#### Data for this exercise

──────

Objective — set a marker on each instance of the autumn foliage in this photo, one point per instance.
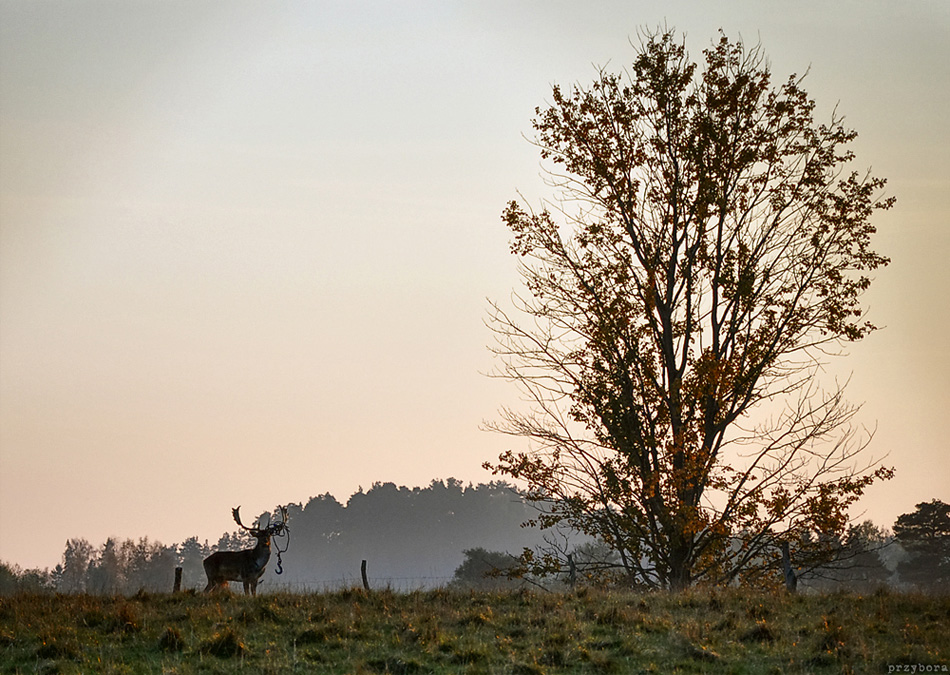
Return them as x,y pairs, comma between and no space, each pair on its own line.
705,251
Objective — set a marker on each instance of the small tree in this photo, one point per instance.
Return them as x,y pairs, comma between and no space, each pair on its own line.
706,252
486,570
925,535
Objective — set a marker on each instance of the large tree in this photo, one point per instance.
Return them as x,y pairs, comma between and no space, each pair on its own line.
705,250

──────

#### Your assignment
Only one number is needed: please count the lines of the entries above in which the string "Objective" occurs.

#### Answer for this exercise
3